[Outline entries for images]
'''
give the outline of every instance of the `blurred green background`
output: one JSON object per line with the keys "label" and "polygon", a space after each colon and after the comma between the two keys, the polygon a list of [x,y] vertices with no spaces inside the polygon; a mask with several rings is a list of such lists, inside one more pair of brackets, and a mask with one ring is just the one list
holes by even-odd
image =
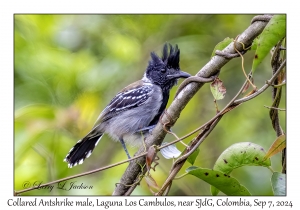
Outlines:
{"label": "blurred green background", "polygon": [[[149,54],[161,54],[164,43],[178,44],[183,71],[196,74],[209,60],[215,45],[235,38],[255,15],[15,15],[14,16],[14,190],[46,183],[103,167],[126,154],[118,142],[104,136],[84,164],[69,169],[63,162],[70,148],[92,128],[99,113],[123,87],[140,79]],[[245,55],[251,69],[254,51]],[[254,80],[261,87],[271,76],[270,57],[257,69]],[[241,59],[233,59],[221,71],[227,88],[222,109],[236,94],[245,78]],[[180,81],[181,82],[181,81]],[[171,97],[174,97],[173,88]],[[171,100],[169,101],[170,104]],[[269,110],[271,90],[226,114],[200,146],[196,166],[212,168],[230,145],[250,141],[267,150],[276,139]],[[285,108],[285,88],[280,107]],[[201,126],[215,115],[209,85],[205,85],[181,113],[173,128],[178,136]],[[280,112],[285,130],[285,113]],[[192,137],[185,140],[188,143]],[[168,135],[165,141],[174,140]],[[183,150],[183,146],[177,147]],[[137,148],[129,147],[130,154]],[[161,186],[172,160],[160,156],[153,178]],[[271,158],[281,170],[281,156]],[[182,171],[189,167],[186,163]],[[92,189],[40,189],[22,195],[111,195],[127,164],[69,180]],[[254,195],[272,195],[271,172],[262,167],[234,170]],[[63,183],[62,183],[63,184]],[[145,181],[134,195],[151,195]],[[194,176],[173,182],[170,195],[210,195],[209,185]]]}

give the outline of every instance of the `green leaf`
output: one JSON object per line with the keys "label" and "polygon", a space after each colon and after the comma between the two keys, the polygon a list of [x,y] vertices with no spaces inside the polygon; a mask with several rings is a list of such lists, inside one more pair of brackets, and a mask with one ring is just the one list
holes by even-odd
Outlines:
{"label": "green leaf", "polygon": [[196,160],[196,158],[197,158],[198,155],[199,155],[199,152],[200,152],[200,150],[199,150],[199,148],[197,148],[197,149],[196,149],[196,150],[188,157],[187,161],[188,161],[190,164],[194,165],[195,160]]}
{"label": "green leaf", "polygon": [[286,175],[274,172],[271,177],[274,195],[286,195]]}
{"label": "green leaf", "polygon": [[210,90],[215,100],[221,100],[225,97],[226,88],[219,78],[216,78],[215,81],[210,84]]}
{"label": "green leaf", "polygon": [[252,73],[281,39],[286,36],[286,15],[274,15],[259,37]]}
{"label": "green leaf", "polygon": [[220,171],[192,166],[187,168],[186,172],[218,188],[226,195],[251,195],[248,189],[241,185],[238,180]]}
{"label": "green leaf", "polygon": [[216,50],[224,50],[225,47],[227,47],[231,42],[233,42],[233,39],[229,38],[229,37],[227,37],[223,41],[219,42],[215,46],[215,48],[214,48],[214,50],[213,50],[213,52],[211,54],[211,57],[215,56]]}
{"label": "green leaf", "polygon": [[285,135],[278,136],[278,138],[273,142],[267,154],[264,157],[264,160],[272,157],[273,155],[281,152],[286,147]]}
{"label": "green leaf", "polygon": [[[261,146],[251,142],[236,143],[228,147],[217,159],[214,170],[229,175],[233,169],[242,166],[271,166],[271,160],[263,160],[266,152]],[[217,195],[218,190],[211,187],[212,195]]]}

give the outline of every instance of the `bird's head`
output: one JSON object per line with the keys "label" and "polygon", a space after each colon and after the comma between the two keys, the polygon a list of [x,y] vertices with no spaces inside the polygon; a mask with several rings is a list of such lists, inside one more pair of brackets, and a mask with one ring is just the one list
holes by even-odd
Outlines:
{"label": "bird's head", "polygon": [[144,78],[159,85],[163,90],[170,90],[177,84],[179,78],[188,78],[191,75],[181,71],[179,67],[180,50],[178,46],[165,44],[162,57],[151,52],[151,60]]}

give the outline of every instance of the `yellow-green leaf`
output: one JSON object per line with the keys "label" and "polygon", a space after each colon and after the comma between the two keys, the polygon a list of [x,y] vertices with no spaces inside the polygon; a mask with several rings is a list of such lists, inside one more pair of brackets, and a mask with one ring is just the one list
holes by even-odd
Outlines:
'''
* What you need to do
Leave the pictures out and print the records above exactly as they stand.

* Answer to the problem
give the outline of every instance of the `blurred green background`
output: one JSON object per line with the keys "label" and "polygon", a space after each colon and after the comma between the two keys, the polygon a list of [x,y] vertices with no spaces inside the polygon; a mask with several rings is a list of such lists, inside one more pair of brackets, and a mask with one ring is just the one list
holes by even-odd
image =
Outlines:
{"label": "blurred green background", "polygon": [[[149,54],[161,54],[164,43],[178,44],[183,71],[196,74],[209,60],[215,45],[235,38],[255,15],[15,15],[14,16],[14,190],[46,183],[103,167],[126,154],[118,142],[104,136],[84,164],[69,169],[63,162],[70,148],[92,128],[99,113],[123,87],[140,79]],[[245,55],[251,69],[254,51]],[[254,80],[261,87],[271,76],[270,57],[257,69]],[[241,59],[233,59],[221,71],[227,88],[222,109],[236,94],[245,78]],[[180,81],[181,82],[181,81]],[[171,97],[174,97],[173,88]],[[171,100],[169,101],[170,104]],[[269,110],[271,90],[226,114],[200,146],[196,166],[212,168],[230,145],[250,141],[267,150],[276,139]],[[285,108],[285,88],[280,107]],[[201,126],[215,115],[209,85],[205,85],[181,113],[173,128],[178,136]],[[280,112],[285,130],[285,113]],[[192,137],[185,140],[188,143]],[[168,135],[165,141],[174,140]],[[183,150],[183,146],[177,147]],[[137,148],[129,147],[130,154]],[[161,186],[172,160],[160,156],[153,178]],[[271,158],[281,170],[281,156]],[[182,171],[189,167],[186,163]],[[92,189],[40,189],[22,195],[111,195],[127,164],[69,180]],[[254,195],[272,195],[271,172],[262,167],[234,170]],[[63,183],[62,183],[63,184]],[[145,181],[134,195],[151,195]],[[194,176],[173,182],[170,195],[210,195],[209,185]]]}

give the outline of every instance of the `green leaf`
output: one JSON object per line with the keys "label" and "polygon", a space after each colon and after the comma between the two keys, the polygon a list of [x,y] vertices with no spaces inside the polygon; a mask with several rings is a list of such lists, inside one more pair of brackets, and a mask with one ring is just the one list
holes by even-odd
Outlines:
{"label": "green leaf", "polygon": [[196,160],[196,158],[197,158],[198,155],[199,155],[199,152],[200,152],[200,150],[199,150],[199,148],[197,148],[197,149],[196,149],[196,150],[188,157],[187,161],[188,161],[190,164],[194,165],[195,160]]}
{"label": "green leaf", "polygon": [[286,175],[274,172],[271,177],[274,195],[286,195]]}
{"label": "green leaf", "polygon": [[210,90],[215,100],[221,100],[225,97],[226,88],[219,78],[216,78],[215,81],[210,84]]}
{"label": "green leaf", "polygon": [[252,73],[281,39],[286,36],[286,15],[274,15],[259,37]]}
{"label": "green leaf", "polygon": [[220,171],[192,166],[187,168],[186,172],[218,188],[226,195],[251,195],[248,189],[241,185],[238,180]]}
{"label": "green leaf", "polygon": [[216,50],[224,50],[225,47],[227,47],[231,42],[233,42],[233,39],[229,38],[229,37],[227,37],[223,41],[219,42],[215,46],[215,48],[214,48],[214,50],[213,50],[213,52],[211,54],[211,57],[215,56]]}
{"label": "green leaf", "polygon": [[285,135],[278,136],[278,138],[273,142],[267,154],[264,157],[264,160],[272,157],[273,155],[281,152],[286,147]]}
{"label": "green leaf", "polygon": [[[261,146],[251,142],[236,143],[228,147],[217,159],[214,170],[229,175],[233,169],[242,166],[271,166],[271,160],[263,160],[266,152]],[[217,195],[218,190],[211,187],[212,195]]]}

give the outline of every instance of the `bird's head`
output: one JSON object per line with the keys "label" and "polygon", a space after each colon and after the comma between the two keys, the polygon a list of [x,y] vertices with no spaces inside the polygon; a mask with several rings is a list of such lists, inside one more pair of brackets, and a mask with one ring is just the one list
holes by even-odd
Outlines:
{"label": "bird's head", "polygon": [[144,78],[159,85],[163,90],[170,90],[177,84],[179,78],[188,78],[191,75],[181,71],[179,67],[180,50],[178,46],[165,44],[162,57],[151,52],[151,60]]}

give the outline of every instance of the `yellow-green leaf`
output: one JSON object per line with the keys "label" and "polygon", a space after each colon and after the comma between the two keys, the polygon a list of [x,y] vertices with no spaces inside the polygon; a mask with several rings is a list of such lists, inside one more pair of brackets, and a mask with one ring is just the one list
holes by even-odd
Outlines:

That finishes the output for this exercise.